• Recorded information

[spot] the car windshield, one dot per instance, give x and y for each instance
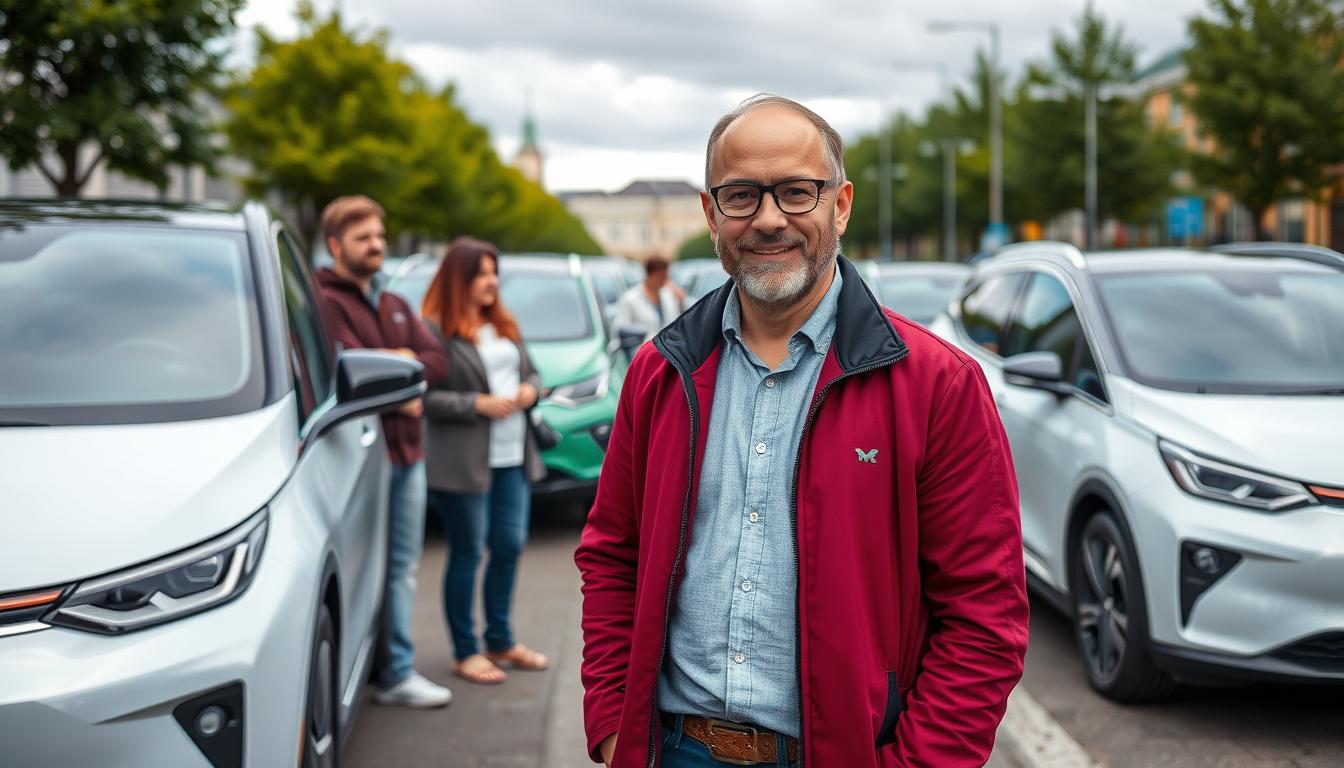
(118, 326)
(918, 296)
(549, 305)
(1230, 330)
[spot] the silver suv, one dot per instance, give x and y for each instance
(194, 492)
(1175, 421)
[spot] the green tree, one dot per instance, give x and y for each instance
(1133, 163)
(323, 116)
(122, 78)
(1268, 88)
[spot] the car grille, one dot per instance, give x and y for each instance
(1323, 653)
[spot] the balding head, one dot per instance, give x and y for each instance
(832, 144)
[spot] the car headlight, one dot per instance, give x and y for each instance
(581, 392)
(1221, 482)
(178, 585)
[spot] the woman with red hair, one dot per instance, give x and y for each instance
(480, 455)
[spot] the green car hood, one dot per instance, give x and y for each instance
(570, 361)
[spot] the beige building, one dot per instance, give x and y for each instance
(645, 218)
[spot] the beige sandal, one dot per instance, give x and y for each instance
(520, 658)
(480, 670)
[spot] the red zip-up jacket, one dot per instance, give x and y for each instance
(911, 607)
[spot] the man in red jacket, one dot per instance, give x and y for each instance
(805, 546)
(363, 315)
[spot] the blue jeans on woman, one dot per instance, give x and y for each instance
(680, 751)
(472, 522)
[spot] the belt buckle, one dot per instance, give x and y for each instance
(735, 728)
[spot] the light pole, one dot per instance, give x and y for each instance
(949, 147)
(996, 128)
(1090, 93)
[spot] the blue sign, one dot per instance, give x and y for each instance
(1184, 217)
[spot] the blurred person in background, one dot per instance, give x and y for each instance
(481, 455)
(362, 315)
(651, 305)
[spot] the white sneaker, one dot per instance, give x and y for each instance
(415, 692)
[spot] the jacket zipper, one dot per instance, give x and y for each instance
(688, 386)
(793, 514)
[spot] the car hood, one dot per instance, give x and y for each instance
(84, 501)
(1292, 436)
(566, 362)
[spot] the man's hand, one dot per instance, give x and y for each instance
(495, 406)
(527, 396)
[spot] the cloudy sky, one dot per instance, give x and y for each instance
(625, 89)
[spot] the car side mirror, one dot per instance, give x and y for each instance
(370, 382)
(1036, 370)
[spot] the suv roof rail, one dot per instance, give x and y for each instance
(1301, 250)
(1065, 250)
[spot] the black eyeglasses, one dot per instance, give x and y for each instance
(742, 199)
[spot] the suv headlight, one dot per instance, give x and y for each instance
(187, 583)
(1221, 482)
(581, 392)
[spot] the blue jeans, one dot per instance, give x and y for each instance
(497, 519)
(405, 541)
(680, 751)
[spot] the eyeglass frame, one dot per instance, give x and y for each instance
(768, 190)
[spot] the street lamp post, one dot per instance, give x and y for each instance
(949, 147)
(996, 128)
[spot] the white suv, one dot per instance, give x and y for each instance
(1175, 418)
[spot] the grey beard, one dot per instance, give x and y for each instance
(778, 288)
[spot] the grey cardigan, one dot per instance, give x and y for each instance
(457, 440)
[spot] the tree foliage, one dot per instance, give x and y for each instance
(1268, 88)
(124, 78)
(331, 113)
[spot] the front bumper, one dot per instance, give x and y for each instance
(1274, 615)
(70, 698)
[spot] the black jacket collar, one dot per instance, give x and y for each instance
(864, 336)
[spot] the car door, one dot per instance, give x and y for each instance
(346, 467)
(1055, 437)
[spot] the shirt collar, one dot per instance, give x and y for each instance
(819, 328)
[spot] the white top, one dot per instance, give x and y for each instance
(501, 362)
(637, 312)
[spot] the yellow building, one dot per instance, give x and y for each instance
(1298, 219)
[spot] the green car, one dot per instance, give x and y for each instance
(566, 336)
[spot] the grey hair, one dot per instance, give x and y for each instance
(829, 139)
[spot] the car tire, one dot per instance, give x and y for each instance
(321, 724)
(1110, 615)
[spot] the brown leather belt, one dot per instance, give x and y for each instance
(734, 743)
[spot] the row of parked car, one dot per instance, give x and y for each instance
(195, 484)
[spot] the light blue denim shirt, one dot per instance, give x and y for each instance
(733, 635)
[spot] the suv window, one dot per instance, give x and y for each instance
(309, 355)
(984, 311)
(1047, 322)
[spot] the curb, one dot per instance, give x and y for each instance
(1032, 739)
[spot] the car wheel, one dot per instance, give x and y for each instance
(321, 737)
(1110, 616)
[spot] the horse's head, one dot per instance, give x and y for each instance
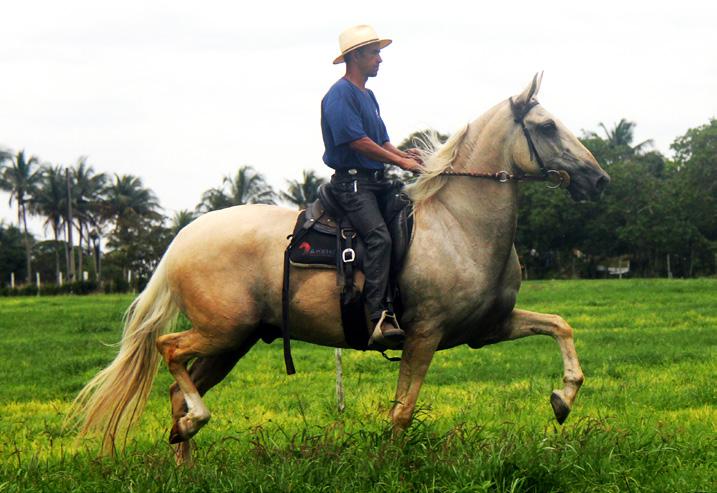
(542, 143)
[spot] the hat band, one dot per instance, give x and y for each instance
(363, 43)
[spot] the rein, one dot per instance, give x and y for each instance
(558, 178)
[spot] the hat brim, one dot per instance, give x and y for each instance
(381, 42)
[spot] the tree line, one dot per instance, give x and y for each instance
(659, 215)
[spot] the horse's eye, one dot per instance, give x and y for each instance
(548, 128)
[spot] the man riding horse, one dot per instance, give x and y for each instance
(356, 146)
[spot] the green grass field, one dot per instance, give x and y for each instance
(645, 419)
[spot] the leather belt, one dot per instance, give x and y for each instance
(374, 174)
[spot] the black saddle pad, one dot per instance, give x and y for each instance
(318, 247)
(318, 233)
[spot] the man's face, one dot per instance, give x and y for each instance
(368, 59)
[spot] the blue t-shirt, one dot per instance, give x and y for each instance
(348, 114)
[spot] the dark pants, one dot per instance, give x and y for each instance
(362, 197)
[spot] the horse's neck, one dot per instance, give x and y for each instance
(482, 207)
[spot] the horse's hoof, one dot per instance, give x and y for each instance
(183, 454)
(175, 435)
(560, 407)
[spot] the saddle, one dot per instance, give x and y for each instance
(323, 238)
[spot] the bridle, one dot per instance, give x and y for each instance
(558, 178)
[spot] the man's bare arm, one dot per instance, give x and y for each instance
(385, 154)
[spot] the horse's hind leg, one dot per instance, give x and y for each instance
(522, 323)
(177, 349)
(205, 372)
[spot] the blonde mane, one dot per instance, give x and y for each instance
(438, 158)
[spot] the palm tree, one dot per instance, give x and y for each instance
(21, 178)
(247, 186)
(127, 201)
(51, 201)
(132, 209)
(86, 195)
(303, 192)
(622, 135)
(181, 219)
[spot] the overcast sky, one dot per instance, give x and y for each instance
(182, 94)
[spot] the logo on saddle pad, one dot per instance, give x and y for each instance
(310, 251)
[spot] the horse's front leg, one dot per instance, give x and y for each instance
(418, 350)
(522, 323)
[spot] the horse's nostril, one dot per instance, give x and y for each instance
(601, 183)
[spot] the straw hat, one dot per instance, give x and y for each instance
(356, 37)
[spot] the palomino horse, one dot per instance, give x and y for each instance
(224, 272)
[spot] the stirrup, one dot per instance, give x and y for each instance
(390, 337)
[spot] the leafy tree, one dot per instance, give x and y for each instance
(21, 178)
(303, 192)
(695, 170)
(246, 186)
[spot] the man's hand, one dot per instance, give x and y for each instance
(410, 164)
(416, 154)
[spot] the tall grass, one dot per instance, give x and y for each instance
(645, 419)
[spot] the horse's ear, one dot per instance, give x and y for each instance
(530, 91)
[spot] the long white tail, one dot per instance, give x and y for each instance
(115, 398)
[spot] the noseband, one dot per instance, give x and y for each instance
(559, 178)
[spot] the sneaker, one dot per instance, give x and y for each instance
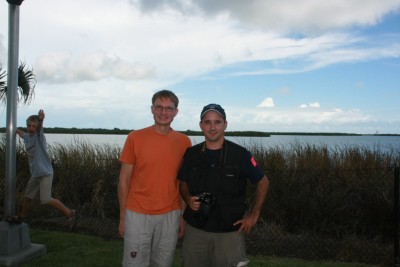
(13, 219)
(72, 220)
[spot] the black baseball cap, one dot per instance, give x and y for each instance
(213, 107)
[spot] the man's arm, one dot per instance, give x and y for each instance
(124, 182)
(250, 220)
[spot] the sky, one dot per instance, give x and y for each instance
(274, 66)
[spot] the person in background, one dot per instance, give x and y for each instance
(41, 171)
(213, 179)
(148, 191)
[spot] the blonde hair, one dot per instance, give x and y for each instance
(32, 118)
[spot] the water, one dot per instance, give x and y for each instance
(282, 141)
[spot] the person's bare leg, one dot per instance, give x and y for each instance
(26, 207)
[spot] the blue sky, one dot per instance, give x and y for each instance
(275, 66)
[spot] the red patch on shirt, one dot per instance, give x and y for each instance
(253, 161)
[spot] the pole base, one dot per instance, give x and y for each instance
(15, 245)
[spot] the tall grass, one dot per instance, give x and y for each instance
(323, 203)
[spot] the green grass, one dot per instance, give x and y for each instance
(77, 250)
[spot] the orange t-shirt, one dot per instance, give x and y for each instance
(156, 159)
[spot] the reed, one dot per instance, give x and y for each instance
(316, 193)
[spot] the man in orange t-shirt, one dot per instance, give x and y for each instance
(148, 191)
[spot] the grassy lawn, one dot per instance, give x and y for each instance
(77, 250)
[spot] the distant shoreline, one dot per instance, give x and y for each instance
(60, 130)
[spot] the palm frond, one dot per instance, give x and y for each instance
(26, 84)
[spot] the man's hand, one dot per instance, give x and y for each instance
(246, 224)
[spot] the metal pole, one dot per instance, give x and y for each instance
(396, 217)
(12, 87)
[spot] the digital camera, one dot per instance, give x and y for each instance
(207, 201)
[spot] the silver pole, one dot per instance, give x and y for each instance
(12, 90)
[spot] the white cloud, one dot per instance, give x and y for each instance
(286, 15)
(267, 103)
(310, 105)
(65, 67)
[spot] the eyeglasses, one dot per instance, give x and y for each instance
(161, 108)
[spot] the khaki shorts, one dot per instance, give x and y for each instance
(150, 240)
(202, 248)
(40, 184)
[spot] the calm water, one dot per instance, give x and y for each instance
(283, 141)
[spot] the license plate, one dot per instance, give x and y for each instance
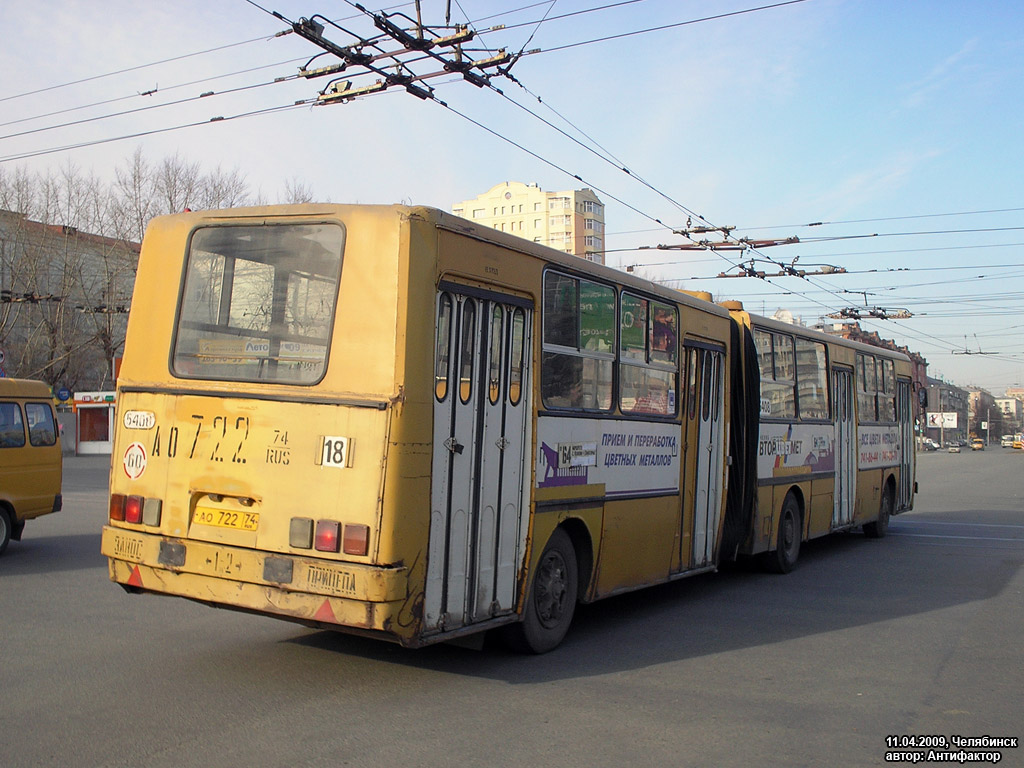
(226, 518)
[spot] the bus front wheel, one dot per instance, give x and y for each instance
(552, 597)
(783, 557)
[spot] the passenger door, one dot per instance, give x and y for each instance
(705, 430)
(845, 446)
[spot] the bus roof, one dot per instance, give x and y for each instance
(25, 388)
(774, 325)
(451, 222)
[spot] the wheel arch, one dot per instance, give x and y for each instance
(583, 543)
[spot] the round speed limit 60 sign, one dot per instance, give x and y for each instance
(135, 460)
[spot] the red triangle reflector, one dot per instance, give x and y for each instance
(326, 613)
(135, 580)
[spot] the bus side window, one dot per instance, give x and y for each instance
(466, 354)
(443, 349)
(866, 388)
(495, 367)
(516, 356)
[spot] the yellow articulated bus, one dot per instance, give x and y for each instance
(391, 421)
(835, 445)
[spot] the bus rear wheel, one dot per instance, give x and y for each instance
(551, 601)
(783, 558)
(880, 527)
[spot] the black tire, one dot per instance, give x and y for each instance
(5, 528)
(551, 600)
(783, 558)
(880, 527)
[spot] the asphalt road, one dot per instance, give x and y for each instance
(918, 634)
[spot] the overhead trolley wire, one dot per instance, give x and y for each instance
(94, 142)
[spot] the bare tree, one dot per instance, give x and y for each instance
(69, 250)
(297, 192)
(177, 184)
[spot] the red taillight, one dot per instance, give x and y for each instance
(356, 540)
(327, 539)
(117, 507)
(133, 509)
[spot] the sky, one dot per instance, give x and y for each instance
(886, 135)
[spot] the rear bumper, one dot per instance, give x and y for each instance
(310, 591)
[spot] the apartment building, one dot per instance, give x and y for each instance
(571, 221)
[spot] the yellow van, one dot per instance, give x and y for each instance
(30, 456)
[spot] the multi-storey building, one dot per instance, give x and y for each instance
(571, 221)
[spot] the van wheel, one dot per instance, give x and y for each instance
(783, 557)
(880, 527)
(4, 528)
(551, 601)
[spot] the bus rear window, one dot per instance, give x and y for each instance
(258, 303)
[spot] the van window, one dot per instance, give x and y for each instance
(11, 427)
(42, 430)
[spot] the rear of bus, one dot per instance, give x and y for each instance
(260, 391)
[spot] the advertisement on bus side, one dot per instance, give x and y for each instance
(787, 446)
(625, 457)
(878, 446)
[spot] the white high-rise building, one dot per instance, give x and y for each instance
(571, 221)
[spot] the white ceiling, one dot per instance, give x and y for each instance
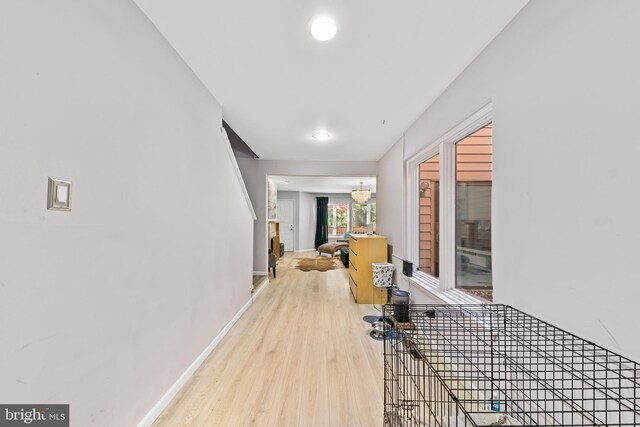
(324, 184)
(277, 85)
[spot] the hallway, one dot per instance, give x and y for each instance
(300, 356)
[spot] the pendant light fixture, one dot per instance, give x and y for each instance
(361, 195)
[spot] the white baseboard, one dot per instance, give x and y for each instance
(262, 288)
(166, 399)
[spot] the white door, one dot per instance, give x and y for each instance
(285, 218)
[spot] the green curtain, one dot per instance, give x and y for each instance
(322, 221)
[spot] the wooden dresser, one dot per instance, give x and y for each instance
(363, 251)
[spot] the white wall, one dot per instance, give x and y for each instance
(255, 177)
(105, 306)
(563, 78)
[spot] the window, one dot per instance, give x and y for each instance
(361, 215)
(429, 215)
(350, 216)
(338, 218)
(474, 167)
(448, 211)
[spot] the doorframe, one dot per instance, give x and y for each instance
(295, 228)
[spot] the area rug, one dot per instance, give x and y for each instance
(317, 264)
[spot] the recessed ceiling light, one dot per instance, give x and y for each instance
(323, 28)
(321, 136)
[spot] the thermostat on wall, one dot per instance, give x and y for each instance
(59, 195)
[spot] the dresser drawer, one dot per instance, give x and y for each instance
(353, 256)
(353, 244)
(353, 271)
(354, 288)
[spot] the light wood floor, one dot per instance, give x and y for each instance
(300, 356)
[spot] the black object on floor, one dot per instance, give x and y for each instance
(371, 318)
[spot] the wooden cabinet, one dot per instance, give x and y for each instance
(363, 251)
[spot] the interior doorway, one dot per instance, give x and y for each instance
(286, 215)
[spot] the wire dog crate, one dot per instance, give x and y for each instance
(482, 365)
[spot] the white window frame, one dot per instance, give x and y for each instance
(334, 203)
(446, 147)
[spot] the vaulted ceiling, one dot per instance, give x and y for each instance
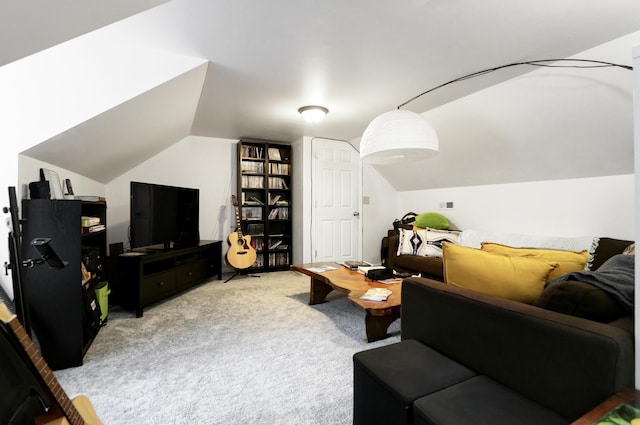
(359, 58)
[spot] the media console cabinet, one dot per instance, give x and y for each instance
(145, 276)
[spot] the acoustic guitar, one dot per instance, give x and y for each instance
(63, 411)
(241, 254)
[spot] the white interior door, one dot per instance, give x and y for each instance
(336, 184)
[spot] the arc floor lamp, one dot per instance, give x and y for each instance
(402, 135)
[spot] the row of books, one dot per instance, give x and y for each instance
(258, 244)
(279, 168)
(277, 183)
(277, 259)
(257, 152)
(251, 213)
(257, 182)
(280, 213)
(252, 167)
(273, 200)
(274, 259)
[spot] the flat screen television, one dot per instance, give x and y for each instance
(164, 215)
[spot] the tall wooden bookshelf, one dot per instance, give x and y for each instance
(264, 192)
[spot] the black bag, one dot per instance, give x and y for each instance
(380, 274)
(406, 222)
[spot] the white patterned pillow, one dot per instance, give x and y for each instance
(425, 242)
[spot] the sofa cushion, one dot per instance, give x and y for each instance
(426, 266)
(568, 261)
(424, 242)
(480, 400)
(580, 299)
(607, 248)
(517, 278)
(432, 220)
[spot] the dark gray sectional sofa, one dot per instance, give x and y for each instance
(469, 358)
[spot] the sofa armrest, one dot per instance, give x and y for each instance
(565, 363)
(393, 251)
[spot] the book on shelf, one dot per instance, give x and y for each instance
(253, 201)
(376, 294)
(274, 154)
(353, 265)
(252, 152)
(86, 221)
(93, 229)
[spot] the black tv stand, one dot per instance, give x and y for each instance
(149, 275)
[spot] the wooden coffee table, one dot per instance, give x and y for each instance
(379, 314)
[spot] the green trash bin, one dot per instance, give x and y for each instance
(102, 295)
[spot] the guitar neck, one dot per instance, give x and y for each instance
(238, 226)
(13, 327)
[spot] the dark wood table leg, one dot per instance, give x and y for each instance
(376, 325)
(319, 291)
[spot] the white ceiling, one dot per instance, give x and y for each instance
(359, 58)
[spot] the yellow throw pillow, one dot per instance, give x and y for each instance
(517, 278)
(568, 261)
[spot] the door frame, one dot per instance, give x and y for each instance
(315, 191)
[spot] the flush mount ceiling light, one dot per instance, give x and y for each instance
(313, 114)
(401, 135)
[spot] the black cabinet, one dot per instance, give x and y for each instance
(144, 276)
(264, 188)
(57, 297)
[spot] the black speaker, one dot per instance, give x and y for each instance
(116, 249)
(39, 190)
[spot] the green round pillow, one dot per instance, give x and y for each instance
(432, 220)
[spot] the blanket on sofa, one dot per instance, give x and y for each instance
(615, 276)
(474, 239)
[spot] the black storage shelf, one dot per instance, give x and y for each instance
(57, 299)
(264, 190)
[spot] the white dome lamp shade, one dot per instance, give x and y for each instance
(398, 136)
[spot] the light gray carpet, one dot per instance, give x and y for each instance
(250, 351)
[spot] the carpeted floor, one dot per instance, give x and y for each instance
(250, 351)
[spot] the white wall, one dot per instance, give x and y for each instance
(636, 127)
(598, 206)
(378, 214)
(29, 171)
(301, 199)
(198, 162)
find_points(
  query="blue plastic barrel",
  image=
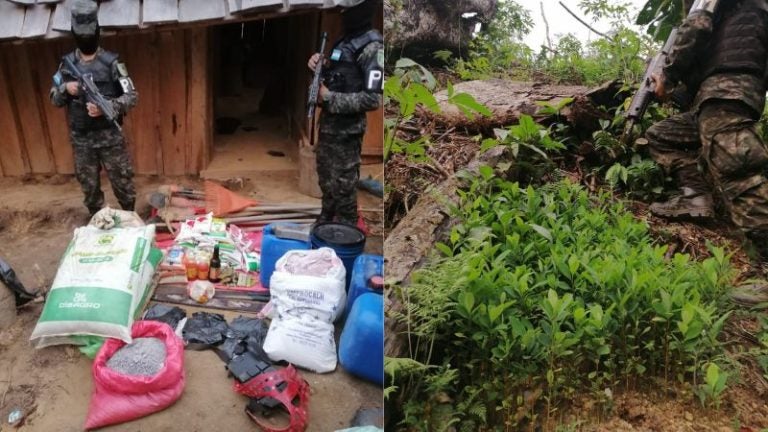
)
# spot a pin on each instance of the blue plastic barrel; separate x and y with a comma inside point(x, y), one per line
point(347, 241)
point(272, 249)
point(366, 266)
point(361, 347)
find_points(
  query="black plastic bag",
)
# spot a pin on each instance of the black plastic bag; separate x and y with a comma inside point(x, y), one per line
point(8, 277)
point(167, 314)
point(243, 334)
point(204, 330)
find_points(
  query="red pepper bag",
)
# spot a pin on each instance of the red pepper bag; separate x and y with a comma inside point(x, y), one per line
point(119, 398)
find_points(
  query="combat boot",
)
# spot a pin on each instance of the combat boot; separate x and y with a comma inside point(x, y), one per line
point(690, 204)
point(325, 216)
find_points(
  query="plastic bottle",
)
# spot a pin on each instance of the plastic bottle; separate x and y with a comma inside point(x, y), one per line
point(214, 274)
point(202, 268)
point(190, 264)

• Task requirements
Check every line above for the string "query", and copy the ones that have it.

• Expected answer
  query="blue plastic barrel",
  query="black plastic bag",
  query="red pepper bag",
  query="combat boot",
  query="plastic bottle",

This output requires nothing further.